Work to be completed
Edit everything from the line containing "Tag the house in" down to the line containing "[[291, 66], [133, 81]]" in the listing below, swapping "brown" for "red" and leaving every other character as it is. Return only those lines.

[Start Dataset]

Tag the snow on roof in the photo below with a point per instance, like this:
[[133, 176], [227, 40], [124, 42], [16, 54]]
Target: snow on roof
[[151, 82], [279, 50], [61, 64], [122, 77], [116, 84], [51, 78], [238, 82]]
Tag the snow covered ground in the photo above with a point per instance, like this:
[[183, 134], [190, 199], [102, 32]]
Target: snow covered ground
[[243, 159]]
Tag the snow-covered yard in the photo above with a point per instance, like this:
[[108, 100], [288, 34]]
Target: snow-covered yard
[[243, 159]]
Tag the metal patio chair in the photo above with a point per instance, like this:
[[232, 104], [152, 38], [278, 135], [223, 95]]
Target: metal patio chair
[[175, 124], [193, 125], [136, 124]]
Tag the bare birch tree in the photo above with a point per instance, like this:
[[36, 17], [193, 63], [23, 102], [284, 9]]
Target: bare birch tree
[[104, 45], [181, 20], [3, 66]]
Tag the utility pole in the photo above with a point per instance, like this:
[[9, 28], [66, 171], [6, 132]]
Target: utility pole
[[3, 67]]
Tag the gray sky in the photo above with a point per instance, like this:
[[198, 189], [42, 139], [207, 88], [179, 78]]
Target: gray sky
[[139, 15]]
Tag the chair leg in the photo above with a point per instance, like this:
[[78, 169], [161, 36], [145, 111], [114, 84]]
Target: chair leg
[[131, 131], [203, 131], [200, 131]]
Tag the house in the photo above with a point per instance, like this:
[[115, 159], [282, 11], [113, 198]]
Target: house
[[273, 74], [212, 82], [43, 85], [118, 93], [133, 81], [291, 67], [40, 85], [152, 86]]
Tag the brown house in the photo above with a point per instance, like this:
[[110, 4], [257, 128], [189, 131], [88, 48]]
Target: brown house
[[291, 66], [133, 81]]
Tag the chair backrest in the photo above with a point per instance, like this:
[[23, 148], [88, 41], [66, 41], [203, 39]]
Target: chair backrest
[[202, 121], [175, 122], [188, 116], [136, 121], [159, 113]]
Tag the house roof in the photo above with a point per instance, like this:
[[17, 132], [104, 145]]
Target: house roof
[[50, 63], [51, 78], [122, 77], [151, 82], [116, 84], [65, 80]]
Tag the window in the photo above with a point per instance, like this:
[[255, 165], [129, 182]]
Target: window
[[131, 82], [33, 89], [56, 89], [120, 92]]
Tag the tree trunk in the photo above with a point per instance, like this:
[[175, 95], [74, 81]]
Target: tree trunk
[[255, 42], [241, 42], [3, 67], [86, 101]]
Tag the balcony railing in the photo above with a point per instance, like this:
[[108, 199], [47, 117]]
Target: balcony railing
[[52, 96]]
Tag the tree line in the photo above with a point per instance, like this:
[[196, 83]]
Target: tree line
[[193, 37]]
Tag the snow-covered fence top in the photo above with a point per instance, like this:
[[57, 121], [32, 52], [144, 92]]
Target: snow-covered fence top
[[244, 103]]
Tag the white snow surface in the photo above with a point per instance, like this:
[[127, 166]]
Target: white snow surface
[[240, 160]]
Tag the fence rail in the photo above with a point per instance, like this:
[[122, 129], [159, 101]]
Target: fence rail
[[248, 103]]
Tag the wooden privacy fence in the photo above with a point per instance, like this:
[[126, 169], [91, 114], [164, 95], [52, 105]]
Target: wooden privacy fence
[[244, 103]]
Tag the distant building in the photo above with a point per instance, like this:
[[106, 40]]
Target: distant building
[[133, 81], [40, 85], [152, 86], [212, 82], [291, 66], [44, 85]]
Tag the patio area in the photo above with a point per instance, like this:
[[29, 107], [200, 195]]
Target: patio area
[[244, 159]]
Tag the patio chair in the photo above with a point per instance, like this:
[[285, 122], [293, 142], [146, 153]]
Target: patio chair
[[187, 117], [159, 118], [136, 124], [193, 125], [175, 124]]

[End Dataset]

Exercise result
Tag the house in the photo above with a point per instance, like this:
[[115, 159], [282, 11], [113, 198]]
Target: house
[[273, 74], [212, 82], [43, 85], [118, 93], [133, 81], [291, 67], [40, 85], [152, 86]]
Tag the red house in the photo above with a point per instance, like this:
[[110, 4], [257, 128], [189, 131], [88, 48]]
Target: red house
[[291, 66], [133, 81]]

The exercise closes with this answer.